Exercise goal ▸
How many lines in the records below contain the word "green"? Reply with the number alone.

Information supplied ▸

================================

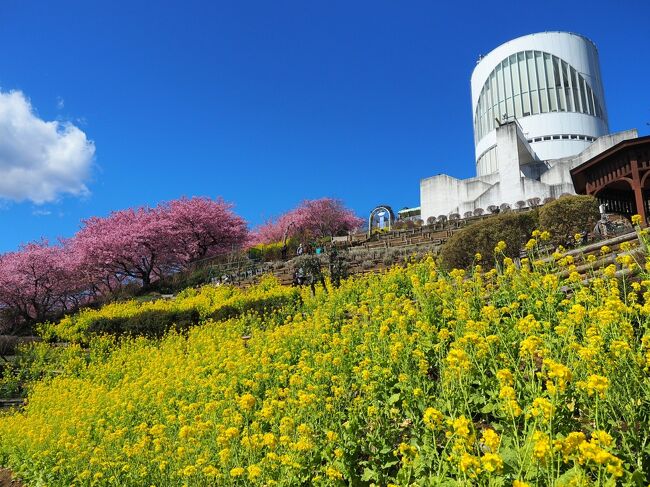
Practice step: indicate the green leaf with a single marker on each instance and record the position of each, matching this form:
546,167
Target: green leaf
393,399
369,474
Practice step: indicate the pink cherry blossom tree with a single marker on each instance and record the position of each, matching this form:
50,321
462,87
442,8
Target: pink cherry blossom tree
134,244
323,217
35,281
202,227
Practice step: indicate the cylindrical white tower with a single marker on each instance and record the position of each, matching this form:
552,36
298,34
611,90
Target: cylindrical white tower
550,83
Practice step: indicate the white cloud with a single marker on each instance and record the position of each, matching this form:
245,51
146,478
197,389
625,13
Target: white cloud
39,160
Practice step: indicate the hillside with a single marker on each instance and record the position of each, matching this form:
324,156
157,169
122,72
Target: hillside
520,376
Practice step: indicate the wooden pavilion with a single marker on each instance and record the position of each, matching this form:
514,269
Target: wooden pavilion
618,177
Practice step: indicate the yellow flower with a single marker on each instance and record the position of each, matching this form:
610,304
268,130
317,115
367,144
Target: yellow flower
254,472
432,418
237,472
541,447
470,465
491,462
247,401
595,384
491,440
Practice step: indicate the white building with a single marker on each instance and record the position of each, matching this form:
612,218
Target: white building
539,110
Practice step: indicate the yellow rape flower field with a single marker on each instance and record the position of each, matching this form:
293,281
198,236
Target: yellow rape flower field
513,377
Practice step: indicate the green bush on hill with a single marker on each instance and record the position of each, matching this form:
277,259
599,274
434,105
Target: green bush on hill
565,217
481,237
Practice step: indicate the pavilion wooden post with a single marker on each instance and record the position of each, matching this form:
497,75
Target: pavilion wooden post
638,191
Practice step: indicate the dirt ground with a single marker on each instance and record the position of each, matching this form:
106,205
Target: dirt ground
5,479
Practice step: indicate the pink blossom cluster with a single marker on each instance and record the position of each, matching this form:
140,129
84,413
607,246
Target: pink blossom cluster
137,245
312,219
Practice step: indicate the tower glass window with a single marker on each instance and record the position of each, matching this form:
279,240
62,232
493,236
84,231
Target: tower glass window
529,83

================================

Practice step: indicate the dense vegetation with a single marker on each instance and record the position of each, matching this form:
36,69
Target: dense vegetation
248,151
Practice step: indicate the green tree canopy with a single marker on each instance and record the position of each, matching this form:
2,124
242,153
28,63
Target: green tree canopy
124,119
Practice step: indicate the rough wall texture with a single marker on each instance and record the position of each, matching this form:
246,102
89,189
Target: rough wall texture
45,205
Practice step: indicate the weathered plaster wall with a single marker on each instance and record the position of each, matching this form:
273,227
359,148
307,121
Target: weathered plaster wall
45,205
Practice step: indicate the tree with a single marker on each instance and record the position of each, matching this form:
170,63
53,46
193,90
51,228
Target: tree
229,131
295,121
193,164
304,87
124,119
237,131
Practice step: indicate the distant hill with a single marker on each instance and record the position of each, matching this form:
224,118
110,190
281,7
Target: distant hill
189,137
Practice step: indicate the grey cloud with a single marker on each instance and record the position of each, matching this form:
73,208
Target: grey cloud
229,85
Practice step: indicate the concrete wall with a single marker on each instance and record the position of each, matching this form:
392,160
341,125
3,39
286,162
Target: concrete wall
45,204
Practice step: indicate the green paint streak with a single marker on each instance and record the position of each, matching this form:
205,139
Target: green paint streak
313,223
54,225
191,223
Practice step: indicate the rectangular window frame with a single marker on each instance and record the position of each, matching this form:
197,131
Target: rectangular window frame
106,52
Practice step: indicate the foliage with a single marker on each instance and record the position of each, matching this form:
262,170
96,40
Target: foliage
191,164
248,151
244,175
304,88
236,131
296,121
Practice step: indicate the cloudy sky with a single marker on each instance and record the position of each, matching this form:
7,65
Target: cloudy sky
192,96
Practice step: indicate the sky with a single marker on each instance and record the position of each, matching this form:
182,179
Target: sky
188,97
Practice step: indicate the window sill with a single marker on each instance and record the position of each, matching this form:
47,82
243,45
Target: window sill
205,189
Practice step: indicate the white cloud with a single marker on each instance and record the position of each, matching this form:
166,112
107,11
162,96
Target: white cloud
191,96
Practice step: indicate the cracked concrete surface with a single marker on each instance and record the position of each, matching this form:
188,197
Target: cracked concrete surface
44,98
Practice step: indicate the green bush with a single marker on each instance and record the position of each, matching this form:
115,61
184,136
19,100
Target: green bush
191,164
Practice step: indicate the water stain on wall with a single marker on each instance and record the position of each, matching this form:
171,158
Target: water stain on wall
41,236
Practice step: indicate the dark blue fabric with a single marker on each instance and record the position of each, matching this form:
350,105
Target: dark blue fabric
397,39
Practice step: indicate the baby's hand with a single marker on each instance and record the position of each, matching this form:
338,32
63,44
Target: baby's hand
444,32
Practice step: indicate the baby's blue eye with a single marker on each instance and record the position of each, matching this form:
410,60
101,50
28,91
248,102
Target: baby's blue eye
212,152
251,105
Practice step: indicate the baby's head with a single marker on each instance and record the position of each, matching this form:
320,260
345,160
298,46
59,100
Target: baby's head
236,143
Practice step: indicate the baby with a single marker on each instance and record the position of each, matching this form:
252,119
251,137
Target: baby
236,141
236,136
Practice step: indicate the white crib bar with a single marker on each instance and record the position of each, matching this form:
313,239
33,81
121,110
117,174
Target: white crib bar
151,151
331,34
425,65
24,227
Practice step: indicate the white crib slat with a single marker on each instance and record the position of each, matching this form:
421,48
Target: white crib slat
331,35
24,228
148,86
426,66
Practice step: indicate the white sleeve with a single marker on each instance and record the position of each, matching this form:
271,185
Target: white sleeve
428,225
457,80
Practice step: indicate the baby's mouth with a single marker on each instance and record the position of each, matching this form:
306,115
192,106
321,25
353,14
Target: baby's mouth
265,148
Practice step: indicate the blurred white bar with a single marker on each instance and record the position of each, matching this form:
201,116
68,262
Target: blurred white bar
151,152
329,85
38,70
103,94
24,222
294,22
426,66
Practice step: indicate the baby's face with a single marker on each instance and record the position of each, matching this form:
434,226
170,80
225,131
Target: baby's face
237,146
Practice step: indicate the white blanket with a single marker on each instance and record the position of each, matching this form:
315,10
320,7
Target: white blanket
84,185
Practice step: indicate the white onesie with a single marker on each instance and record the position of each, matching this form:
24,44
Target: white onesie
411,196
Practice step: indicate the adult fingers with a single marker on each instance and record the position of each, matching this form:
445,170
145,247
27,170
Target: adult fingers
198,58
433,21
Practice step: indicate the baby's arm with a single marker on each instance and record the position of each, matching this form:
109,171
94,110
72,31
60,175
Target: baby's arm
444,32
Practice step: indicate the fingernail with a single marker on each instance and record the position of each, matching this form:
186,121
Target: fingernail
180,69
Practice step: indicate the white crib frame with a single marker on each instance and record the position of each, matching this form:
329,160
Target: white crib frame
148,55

================================

Exercise solution ▸
10